* SELECTED EXTRACT *
____________________
ANDISOLS: Soil order (type) of the United States Department of Agriculture Comprehensive Soil Classification System. These soils develop from parent materials that are volcanic in origin.
ANEMOMETER: Mechanical instrument used to measure wind speed. These instruments commonly employee three methods to measure this phenomenon-1) A device with three or four open cups attached to a rotating spinal. The speed of rotation is then converted into a measurement of wind speed; 2) A pressure plate that measures the force exerted by the moving wind at right angles; 3) An instrument consisting of a heated-wire where electrical resistance (temperature of the wire) is adjusted to account for heat lost by air flow. The faster the wind the greater the heat loss and thus the more energy that is required to keep the wire at a constant temperature. As a result, wind speed is measured through the drain of electrical current.
ANEROID BAROMETER: Barometer that measures atmospheric pressure via the expansion and contraction of a sealed hollow cell which is partially depleted of air.
ANGIOSPERMS: Group of vascular plants who encase their seeds in a mature ovary or fruit.
ANGLE OF INCIDENCE: Angle at which the Sun's rays or insolation strike the Earth's surface. If the Sun is positioned directly over head or 90° from the horizon, the incoming insolation strikes the surface of the Earth at right angles and is most intense.
ANGLE OF REPOSE: Measurement commonly used in civil engineering. It is the maximum angle at which a material can be inclined without failing. Geomorpologist use this measurement for determining the stability of slope to mass movements.
____________________
* GIVEN INFORMATION *
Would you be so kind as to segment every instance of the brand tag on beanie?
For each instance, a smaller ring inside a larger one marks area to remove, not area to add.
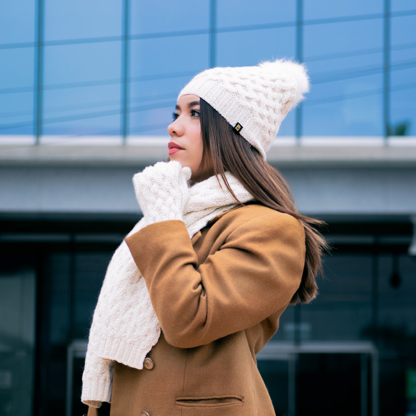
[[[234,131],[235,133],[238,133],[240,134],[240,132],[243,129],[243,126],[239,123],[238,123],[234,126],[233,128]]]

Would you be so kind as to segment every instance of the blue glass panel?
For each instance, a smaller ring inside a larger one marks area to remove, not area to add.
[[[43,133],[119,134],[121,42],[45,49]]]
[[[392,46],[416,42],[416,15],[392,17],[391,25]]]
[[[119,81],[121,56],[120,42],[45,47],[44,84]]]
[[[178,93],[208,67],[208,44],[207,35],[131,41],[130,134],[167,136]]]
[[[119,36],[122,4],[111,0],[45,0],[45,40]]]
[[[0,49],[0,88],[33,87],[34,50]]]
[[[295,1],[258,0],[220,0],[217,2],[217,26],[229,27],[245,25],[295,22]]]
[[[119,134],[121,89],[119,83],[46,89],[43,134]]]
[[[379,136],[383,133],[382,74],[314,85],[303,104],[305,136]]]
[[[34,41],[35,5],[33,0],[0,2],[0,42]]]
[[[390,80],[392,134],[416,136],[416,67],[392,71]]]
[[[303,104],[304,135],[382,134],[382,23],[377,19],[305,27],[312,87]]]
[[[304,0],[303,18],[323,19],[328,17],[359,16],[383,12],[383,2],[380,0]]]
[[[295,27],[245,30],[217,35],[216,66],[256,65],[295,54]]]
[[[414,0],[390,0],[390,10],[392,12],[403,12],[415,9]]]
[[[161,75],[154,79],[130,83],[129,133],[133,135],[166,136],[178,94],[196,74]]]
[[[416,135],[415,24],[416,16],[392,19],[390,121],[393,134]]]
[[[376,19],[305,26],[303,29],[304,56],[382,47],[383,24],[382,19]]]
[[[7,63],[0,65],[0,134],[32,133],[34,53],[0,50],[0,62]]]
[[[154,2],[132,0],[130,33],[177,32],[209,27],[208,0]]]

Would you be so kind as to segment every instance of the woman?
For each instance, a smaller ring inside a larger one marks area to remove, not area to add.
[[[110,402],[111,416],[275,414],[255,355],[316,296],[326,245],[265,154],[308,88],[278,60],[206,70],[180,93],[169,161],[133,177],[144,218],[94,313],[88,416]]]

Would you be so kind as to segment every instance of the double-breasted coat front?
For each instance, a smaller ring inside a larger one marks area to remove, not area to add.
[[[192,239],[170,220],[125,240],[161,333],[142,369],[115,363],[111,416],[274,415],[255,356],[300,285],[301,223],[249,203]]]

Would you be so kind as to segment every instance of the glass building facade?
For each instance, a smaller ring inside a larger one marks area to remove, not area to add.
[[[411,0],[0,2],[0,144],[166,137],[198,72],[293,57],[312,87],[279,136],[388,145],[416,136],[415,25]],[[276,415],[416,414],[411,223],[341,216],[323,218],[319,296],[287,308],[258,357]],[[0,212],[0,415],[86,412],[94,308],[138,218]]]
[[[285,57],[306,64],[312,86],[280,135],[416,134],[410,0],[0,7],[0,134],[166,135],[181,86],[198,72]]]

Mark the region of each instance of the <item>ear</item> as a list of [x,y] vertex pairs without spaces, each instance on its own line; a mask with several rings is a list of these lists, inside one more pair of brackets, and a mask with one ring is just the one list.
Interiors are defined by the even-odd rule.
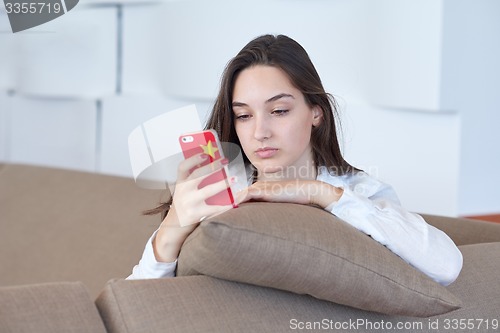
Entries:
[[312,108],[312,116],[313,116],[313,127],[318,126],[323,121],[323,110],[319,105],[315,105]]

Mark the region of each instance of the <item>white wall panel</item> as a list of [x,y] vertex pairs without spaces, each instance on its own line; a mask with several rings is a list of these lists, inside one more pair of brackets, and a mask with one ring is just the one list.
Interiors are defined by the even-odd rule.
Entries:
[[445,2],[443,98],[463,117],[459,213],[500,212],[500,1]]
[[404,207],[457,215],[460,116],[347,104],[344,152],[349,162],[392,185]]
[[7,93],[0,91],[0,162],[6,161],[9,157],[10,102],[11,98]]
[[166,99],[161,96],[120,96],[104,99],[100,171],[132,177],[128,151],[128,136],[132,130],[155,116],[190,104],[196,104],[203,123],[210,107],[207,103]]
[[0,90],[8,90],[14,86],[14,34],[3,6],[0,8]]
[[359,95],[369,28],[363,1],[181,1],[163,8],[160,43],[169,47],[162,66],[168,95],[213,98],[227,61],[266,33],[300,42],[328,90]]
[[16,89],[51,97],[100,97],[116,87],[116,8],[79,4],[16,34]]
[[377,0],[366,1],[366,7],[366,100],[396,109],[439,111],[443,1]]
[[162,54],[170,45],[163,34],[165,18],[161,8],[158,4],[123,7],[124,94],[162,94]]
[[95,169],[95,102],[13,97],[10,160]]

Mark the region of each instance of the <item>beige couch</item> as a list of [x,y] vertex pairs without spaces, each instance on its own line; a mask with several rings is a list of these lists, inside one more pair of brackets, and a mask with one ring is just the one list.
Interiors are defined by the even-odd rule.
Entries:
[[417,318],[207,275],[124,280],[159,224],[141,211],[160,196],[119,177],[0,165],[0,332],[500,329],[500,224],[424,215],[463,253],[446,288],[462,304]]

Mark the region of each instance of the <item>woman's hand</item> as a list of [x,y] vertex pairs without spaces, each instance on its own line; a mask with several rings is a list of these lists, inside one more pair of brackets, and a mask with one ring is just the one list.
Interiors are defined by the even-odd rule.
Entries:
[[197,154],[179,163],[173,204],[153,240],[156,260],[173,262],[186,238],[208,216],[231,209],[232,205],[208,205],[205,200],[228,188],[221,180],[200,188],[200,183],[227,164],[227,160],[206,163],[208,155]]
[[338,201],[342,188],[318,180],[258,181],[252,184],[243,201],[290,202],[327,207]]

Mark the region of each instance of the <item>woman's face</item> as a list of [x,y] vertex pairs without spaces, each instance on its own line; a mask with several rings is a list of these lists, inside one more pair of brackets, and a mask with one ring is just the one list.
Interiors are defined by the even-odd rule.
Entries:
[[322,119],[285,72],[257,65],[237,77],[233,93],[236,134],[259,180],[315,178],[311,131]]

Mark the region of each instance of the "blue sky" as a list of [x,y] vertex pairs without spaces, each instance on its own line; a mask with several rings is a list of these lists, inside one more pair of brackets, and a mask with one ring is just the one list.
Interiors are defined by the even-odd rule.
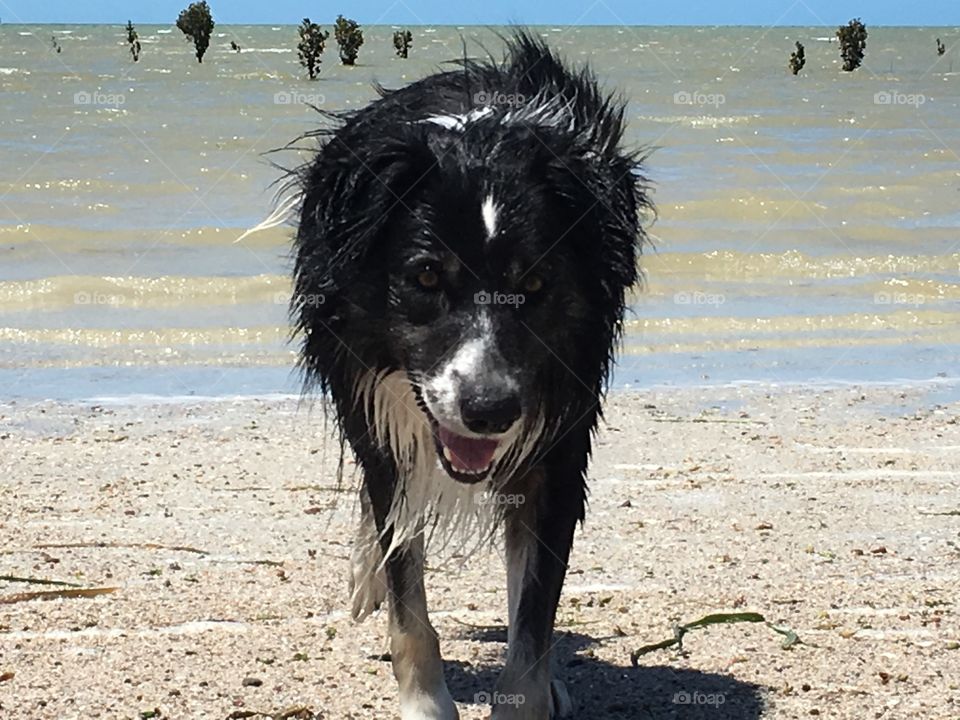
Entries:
____________________
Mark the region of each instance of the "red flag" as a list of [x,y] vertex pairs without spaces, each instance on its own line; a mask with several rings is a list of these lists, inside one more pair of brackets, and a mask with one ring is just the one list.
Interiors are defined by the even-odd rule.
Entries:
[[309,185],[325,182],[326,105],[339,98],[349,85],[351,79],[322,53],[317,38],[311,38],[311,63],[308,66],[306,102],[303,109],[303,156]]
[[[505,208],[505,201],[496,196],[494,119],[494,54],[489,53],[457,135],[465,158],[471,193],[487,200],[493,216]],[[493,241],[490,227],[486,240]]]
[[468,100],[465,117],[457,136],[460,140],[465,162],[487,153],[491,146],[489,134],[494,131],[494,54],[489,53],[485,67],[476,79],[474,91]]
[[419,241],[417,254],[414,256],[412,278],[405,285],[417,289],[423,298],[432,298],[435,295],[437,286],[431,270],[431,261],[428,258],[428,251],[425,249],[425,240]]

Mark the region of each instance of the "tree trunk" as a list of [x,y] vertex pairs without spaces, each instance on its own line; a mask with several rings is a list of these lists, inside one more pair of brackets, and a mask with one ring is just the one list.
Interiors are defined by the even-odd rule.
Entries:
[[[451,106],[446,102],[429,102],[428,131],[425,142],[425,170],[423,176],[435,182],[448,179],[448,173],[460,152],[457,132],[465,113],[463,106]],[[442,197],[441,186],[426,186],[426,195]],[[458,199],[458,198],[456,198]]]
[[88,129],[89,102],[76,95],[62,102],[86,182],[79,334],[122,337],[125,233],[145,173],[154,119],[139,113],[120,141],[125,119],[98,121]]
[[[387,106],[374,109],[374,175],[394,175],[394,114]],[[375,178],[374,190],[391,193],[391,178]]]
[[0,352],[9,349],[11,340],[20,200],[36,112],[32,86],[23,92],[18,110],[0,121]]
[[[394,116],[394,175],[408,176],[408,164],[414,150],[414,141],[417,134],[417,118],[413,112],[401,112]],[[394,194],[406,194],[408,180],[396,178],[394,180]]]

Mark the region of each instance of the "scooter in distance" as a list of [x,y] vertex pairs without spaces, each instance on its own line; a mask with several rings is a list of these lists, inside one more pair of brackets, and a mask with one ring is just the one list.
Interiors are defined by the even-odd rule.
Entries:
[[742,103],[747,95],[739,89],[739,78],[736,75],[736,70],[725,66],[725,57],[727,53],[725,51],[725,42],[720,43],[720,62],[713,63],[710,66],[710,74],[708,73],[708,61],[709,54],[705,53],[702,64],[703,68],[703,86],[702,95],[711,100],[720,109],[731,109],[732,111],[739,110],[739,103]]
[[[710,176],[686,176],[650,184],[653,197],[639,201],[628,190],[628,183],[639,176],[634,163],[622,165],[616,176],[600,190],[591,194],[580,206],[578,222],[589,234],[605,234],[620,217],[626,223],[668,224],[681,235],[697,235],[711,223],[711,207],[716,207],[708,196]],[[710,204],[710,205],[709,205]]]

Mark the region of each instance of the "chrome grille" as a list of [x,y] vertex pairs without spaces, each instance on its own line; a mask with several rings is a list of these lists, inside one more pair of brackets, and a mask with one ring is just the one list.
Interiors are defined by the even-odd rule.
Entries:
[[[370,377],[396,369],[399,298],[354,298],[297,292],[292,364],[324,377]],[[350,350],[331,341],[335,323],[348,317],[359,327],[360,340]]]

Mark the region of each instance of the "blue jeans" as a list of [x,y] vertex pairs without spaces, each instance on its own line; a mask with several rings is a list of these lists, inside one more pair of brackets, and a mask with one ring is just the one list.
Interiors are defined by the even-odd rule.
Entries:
____________________
* WHAT THIS EXERCISE ASKS *
[A] In the glossary of geography terms, what is the origin of the parent materials from which Andisols develop?
[B] Translate this sentence from the glossary of geography terms into Spanish: "These soils develop from parent materials that are volcanic in origin."
[C] Continue the glossary of geography terms after its entry on the angle of repose.

* ANSWER LIST *
[A] They are volcanic in origin.

[B] Estos suelos se desarrollan a partir de materiales parentales de origen volcánico.

[C]
ANIMAL: Organisms that belong to the kingdom Animalia. General characteristics of these organisms include-eukaryotic cell type, mitochondria, and a complex nervous system. This group of life includes organisms like sponges, jellyfishes, arthropods (insects, shrimp, and lobsters), mollusks (snails, clams, oysters, and octopuses), fish, amphibians (frogs, toads, and salamanders), reptiles (turtles, lizards, alligators, crocodiles, snakes), birds, and mammals (kangaroos, bats, cats, rabbits, elephants, whales, porpoises, monkeys, apes, and humans).
ANIMALIA: Group, at the kingdom level, in the classification of life. Multicellular organisms that have a eukaryotic cell type, mitochondria, and a complex nervous system.
ANION: An ion carrying a negative atomic charge.
ANNUAL PLANT: Plant species that completes its life in one growing season.
ANTARCTIC CIRCLE: Latitude of 66.5° South. The northern limit of the area of the Earth that experiences 24 hours of darkness or 24 hours of day at least one day during the year.
ANTARCTIC HIGH: A region of high pressure that occupies central Antarctic throughout the year. This pressure system is responsible for very cold temperatures and extremely low humidity.
ANTEBELLUM: Before the war; in the United States, belonging to the period immediately prior to the Civil War (1861-1865).
ANTHRACITE: A hard coal containing little volatile matter.
ANTICLINE: A fold in rock layers that forms an arch.
ANTICYCLONE: An atmospheric pressure system consisting of an area of high pressure and outward circular surface wind flow. In the Northern Hemisphere winds from an anticyclone blow clockwise, while Southern Hemisphere systems blow counterclockwise.
APHELION: It is the point in the Earth's orbit when it is farthest from the Sun (152.5 million kilometers). Aphelion occurs on the 3rd or 4th of July.
APPLIED PHYSICAL GEOGRAPHY: The field of Applied Physical Geography uses theoretical information from the various fields of Physical Geography to manage and solve problems related to natural phenomena found in the real world.
AQUATIC: With reference to water.
AQUICLUDE: Rock formations that are impermeable to groundwater water.
AQUIFER: Rock formations that store groundwater water.
AQUIFER RECHARGE AREA: Surface area that provides water for an aquifer.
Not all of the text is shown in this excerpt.